-- Begin EXTRACT PROVIDED --
Client side 101 and server side 102 are linked by access network 130. In embodiments of MCDN 100 that leverage telephony hardware and infrastructure, access network 130 may include the "local loop" or "last mile," which refers to the physical cables that connect a subscriber's home or business to a local exchange. In these embodiments, the physical layer of access network 130 may include both twisted pair copper cables and fiber optics cables. In a fiber to the curb (FTTC) access network, the "last mile" portion that employs copper is generally less than approximately 300 feet in length. In fiber to the home (FTTH) access networks, fiber optic cables extend all the way to the premises of the subscriber.
Access network 130 may include hardware and firmware to perform signal translation when access network 130 includes multiple types of physical media. For example, an access network that includes twisted-pair telephone lines to deliver multimedia content to consumers may utilize DSL. In embodiments of access network 130 that implement FTTC, a DSL access multiplexer (DSLAM) may be used within access network 130 to transfer signals containing multimedia content from optical fiber to copper wire for DSL delivery to consumers.
Access network 130 may transmit radio frequency (RF) signals over coaxial cables. In these embodiments, access network 130 may utilize quadrature amplitude modulation (QAM) equipment for downstream traffic. Also in these embodiments, access network 130 may receive upstream traffic from a consumer's location using quadrature phase shift keying (QPSK) modulated RF signals.
-- End EXTRACT PROVIDED --
-- Begin EXTRACTED MATERIAL --
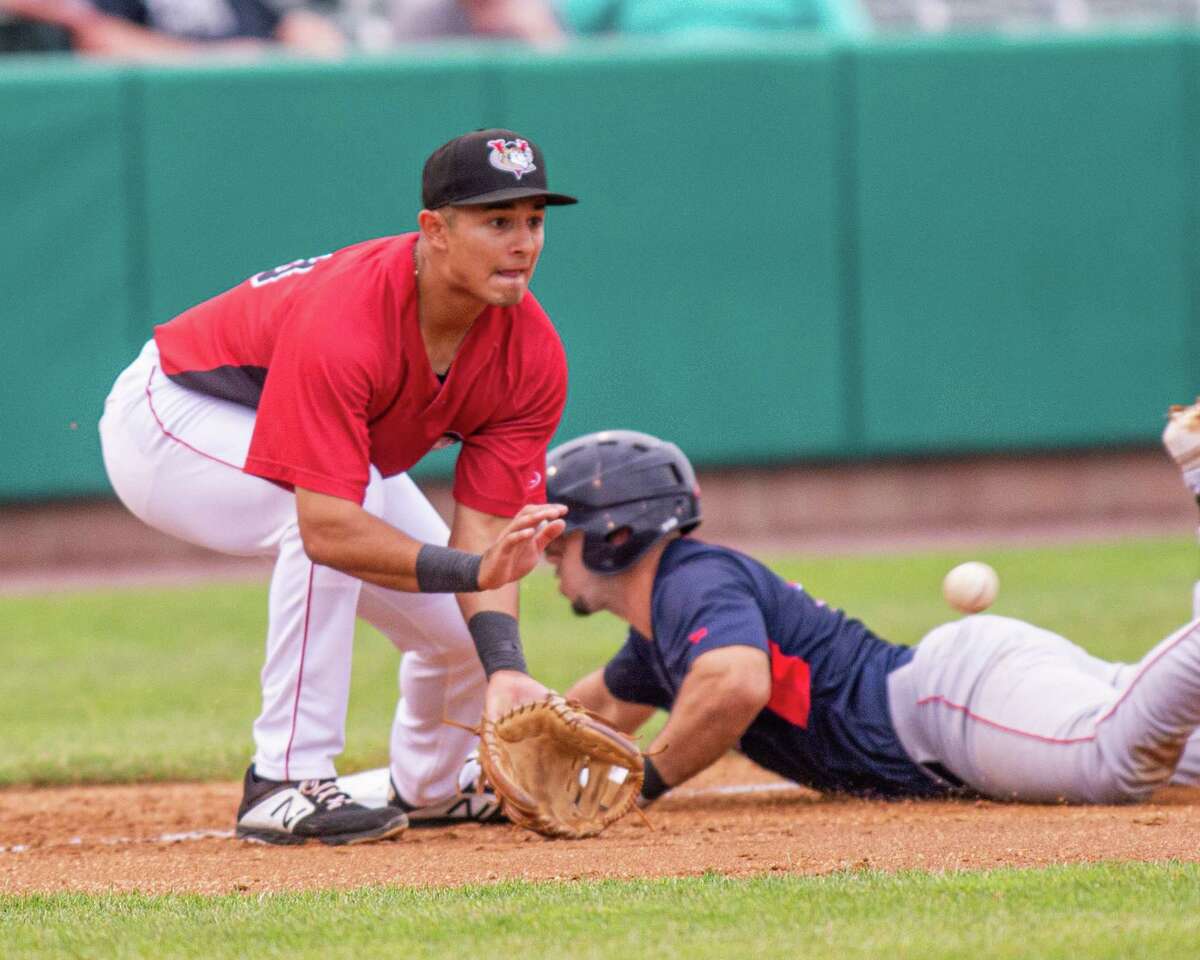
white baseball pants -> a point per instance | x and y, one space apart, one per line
1020 713
174 457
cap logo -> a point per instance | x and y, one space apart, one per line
511 156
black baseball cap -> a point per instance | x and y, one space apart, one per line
489 166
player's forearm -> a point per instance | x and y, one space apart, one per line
594 694
474 533
703 727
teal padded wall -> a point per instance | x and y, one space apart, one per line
-- End EXTRACTED MATERIAL --
-- SET EXERCISE --
In the access network passage, about how long is the copper "last mile" portion in a fiber to the curb network? The rows are not used here.

-- OUTPUT OF THE EXERCISE --
It is generally less than approximately 300 feet long.